■ **Problem**
Reproduce the entries below, switching each occurrence of "Expected format per detection" to "Required format for each detection" and leaving everything else unchanged.

■ **Items from a labeling collection**

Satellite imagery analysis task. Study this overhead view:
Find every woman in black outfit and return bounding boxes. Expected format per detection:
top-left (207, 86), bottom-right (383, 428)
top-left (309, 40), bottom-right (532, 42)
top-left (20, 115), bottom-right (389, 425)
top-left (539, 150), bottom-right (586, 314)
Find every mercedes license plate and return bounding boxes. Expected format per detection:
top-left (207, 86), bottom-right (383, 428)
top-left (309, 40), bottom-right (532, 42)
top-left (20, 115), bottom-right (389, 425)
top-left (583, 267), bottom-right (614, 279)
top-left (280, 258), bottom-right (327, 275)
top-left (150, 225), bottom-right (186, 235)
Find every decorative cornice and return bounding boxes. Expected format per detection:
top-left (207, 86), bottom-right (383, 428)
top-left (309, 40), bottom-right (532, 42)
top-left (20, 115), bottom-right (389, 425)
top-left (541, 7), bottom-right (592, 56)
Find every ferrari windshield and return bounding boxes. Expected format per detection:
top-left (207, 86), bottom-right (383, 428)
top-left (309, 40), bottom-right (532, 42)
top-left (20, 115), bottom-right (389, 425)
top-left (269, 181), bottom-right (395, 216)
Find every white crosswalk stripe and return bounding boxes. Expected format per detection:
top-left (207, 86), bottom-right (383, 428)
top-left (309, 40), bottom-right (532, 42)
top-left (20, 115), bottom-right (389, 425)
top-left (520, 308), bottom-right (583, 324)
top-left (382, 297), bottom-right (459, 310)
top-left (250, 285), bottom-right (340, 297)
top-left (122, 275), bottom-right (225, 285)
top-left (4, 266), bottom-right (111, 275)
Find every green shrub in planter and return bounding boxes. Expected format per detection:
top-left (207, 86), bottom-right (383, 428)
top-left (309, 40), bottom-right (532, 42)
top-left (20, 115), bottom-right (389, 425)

■ **Finished task**
Satellite imagery analysis task. Study this overhead view:
Find every woman in black outfit and return bounding boxes. Required format for each detection:
top-left (207, 86), bottom-right (383, 428)
top-left (309, 40), bottom-right (532, 42)
top-left (20, 115), bottom-right (389, 425)
top-left (539, 150), bottom-right (586, 314)
Find every mercedes license plate and return bounding boxes. Required format for each detection:
top-left (207, 86), bottom-right (383, 428)
top-left (309, 40), bottom-right (532, 42)
top-left (20, 115), bottom-right (389, 425)
top-left (583, 267), bottom-right (614, 279)
top-left (280, 258), bottom-right (327, 275)
top-left (150, 225), bottom-right (186, 235)
Find every decorative cornice and return bounding boxes. Required format for each detection:
top-left (207, 86), bottom-right (383, 428)
top-left (309, 40), bottom-right (532, 42)
top-left (20, 115), bottom-right (389, 425)
top-left (541, 7), bottom-right (592, 56)
Find every ferrari windshield and return bounding boxes. Required format for each detection:
top-left (207, 86), bottom-right (383, 428)
top-left (309, 40), bottom-right (532, 42)
top-left (20, 115), bottom-right (389, 425)
top-left (269, 181), bottom-right (395, 216)
Find every white crosswalk stripe and return bounding boxes. Required format for each detection:
top-left (207, 86), bottom-right (383, 428)
top-left (309, 40), bottom-right (532, 42)
top-left (20, 115), bottom-right (389, 425)
top-left (520, 308), bottom-right (583, 324)
top-left (382, 297), bottom-right (459, 310)
top-left (250, 285), bottom-right (340, 297)
top-left (122, 275), bottom-right (225, 285)
top-left (4, 266), bottom-right (111, 275)
Find every green shrub in planter and return bounding boxes. Required format for each detection:
top-left (207, 86), bottom-right (383, 428)
top-left (309, 40), bottom-right (532, 42)
top-left (20, 115), bottom-right (389, 425)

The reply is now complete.